▸ **What is being asked**: Lay out the rows below as a Markdown table with two columns, Num for the row number and Line for the text of each line, and leave out any blank lines.

[Coordinate annotation rows]
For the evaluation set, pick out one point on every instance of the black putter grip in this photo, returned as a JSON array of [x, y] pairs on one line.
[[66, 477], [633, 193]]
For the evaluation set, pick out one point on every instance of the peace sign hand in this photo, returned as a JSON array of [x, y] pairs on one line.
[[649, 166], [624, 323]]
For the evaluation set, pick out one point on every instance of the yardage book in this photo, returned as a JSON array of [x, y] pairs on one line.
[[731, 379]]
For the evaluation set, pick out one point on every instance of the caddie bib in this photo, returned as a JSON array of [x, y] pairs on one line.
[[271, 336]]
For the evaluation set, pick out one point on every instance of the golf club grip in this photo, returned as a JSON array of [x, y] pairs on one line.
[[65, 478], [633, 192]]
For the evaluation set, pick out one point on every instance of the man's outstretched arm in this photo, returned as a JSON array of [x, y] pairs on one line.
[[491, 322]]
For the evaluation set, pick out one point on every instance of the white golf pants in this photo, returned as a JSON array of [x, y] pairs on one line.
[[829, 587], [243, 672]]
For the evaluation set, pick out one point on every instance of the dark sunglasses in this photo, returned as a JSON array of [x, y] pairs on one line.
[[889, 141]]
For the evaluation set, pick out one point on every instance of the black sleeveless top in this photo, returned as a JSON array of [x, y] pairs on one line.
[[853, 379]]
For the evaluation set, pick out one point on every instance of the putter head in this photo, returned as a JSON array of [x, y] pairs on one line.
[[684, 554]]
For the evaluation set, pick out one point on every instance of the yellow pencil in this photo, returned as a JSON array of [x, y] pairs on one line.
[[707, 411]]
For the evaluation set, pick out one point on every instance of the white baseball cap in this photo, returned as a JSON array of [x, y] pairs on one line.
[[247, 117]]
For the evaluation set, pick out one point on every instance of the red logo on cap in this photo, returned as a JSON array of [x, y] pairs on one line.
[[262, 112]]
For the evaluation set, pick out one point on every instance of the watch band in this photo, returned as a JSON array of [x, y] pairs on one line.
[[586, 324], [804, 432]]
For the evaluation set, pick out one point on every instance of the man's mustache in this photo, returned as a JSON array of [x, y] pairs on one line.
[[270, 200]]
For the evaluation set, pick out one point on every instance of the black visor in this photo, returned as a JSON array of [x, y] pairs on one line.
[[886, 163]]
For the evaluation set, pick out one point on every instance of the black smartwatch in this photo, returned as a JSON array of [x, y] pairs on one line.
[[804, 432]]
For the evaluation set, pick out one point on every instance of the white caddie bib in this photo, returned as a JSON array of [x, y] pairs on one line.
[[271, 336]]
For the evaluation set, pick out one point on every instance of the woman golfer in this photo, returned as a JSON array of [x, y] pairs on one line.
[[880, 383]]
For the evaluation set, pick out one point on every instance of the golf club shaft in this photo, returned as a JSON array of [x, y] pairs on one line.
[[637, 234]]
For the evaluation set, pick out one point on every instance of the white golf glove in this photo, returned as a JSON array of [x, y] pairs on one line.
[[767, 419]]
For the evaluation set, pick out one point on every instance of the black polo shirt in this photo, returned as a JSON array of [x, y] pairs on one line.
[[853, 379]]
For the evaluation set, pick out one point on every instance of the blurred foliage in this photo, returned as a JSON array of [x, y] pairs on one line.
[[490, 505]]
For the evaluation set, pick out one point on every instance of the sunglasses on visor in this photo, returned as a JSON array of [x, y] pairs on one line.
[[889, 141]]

▸ **Right answer**:
| Num | Line |
|---|---|
| 1 | For the evaluation set, pick out one point on every instance of the black putter grip in this photo, returned as a JSON array of [x, y] pairs on one line. |
| 2 | [[66, 477], [633, 193]] |
| 3 | For the evaluation set, pick out one point on every instance of the peace sign hand in this photo, returned as a JSON array of [x, y] pairs on one line. |
| 4 | [[649, 166], [624, 323]] |
| 5 | For the evaluation set, pick out one point on every instance of the yardage book in this photo, returned as a JSON array of [x, y] pairs on one line. |
| 6 | [[731, 379]] |
| 7 | For the evaluation set, pick out one point on every instance of the caddie bib in this photo, returned as a JSON array of [x, y] pairs on one line. |
| 8 | [[271, 336]] |
| 9 | For the evaluation set, pick out one point on every instance of the golf club grip in this photo, returned as a JSON array of [x, y] pairs on one line. |
| 10 | [[65, 478], [633, 192]] |
| 11 | For the evaluation set, pick out one point on every instance of the man's outstretched arm in this photo, returned as a JSON array of [x, y] pairs on one line. |
| 12 | [[491, 322]] |
| 13 | For the evaluation set, pick out one point on every instance of the white golf pants in this photo, returned as a JSON array of [x, y] pairs on one line. |
| 14 | [[829, 587], [243, 672]] |
| 15 | For the evaluation set, pick out one point on every instance of the dark sunglasses in this photo, returned as a JSON array of [x, y] pairs on one line. |
| 16 | [[889, 141]] |
| 17 | For the evaluation set, pick out one point on every instance of the black sleeveless top in this photo, returned as a JSON array of [x, y] pairs on one line. |
| 18 | [[853, 379]] |
| 19 | For the evaluation set, pick out one point on every instance of the putter head in this photo, returned as a JSON array of [x, y] pairs on one line. |
| 20 | [[684, 554]] |
| 21 | For the evaluation set, pick out one point on every instance of the yellow pencil in this photo, returned as a JSON array of [x, y] pairs on one line. |
| 22 | [[707, 411]] |
| 23 | For the evaluation set, pick out one point on every instance of the white baseball cap in this photo, returned as a JSON array of [x, y] pairs on one line. |
| 24 | [[247, 117]] |
| 25 | For the evaluation set, pick out one point on every instance of the red logo on cap in this photo, returned as a JSON array of [x, y] pairs on one line. |
| 26 | [[262, 112]] |
| 27 | For the evaluation set, pick out one point on every instance of the watch band in this photo, returned as a JSON array of [x, y] pairs on one line. |
| 28 | [[586, 324], [804, 432]] |
| 29 | For the evaluation set, pick out one point on every instance of the man's mustache in this photo, returned as a JSON array of [x, y] pairs on one line. |
| 30 | [[270, 200]] |
| 31 | For the evaluation set, pick out one point on every instance of the black visor in this photo, returned as a JSON array of [x, y] pairs on one line. |
| 32 | [[886, 163]] |
| 33 | For the evaluation set, pick out one point on every instance of the black smartwatch in this photo, returned as a JSON array of [x, y] pairs on one line. |
| 34 | [[804, 432]] |
| 35 | For the evaluation set, pick out one point on every instance of the white caddie bib in this photo, returned as a JSON array of [x, y] pairs on one line. |
| 36 | [[271, 336]] |
| 37 | For the evaluation set, pick out one point on every instance of the woman golfer in this photo, returned as a JSON array of [x, y] pairs on one line. |
| 38 | [[880, 383]] |
| 39 | For the evaluation set, pick out one point on every instance of the golf club shaft in this photo, returned as a JSON array of [x, y] pairs on one line. |
| 40 | [[637, 234]] |
| 41 | For the evaluation set, pick out one point on every instance of the white golf glove in this photo, returned as a JSON array of [x, y] pairs on one line. |
| 42 | [[767, 419]] |
| 43 | For the evaluation set, pick out one point on every instance of the black polo shirt in this photo, returned as a JSON array of [x, y] pairs on one line. |
| 44 | [[853, 379]] |
| 45 | For the evaluation set, pick out one point on every instance of the blurred foliage in this photo, returned as a JSON array of [x, y] pairs on one line. |
| 46 | [[490, 505]] |
| 47 | For the evaluation set, pick out one point on every instance of the sunglasses on visor in this photo, returned as a JSON array of [x, y] pairs on one line. |
| 48 | [[889, 141]] |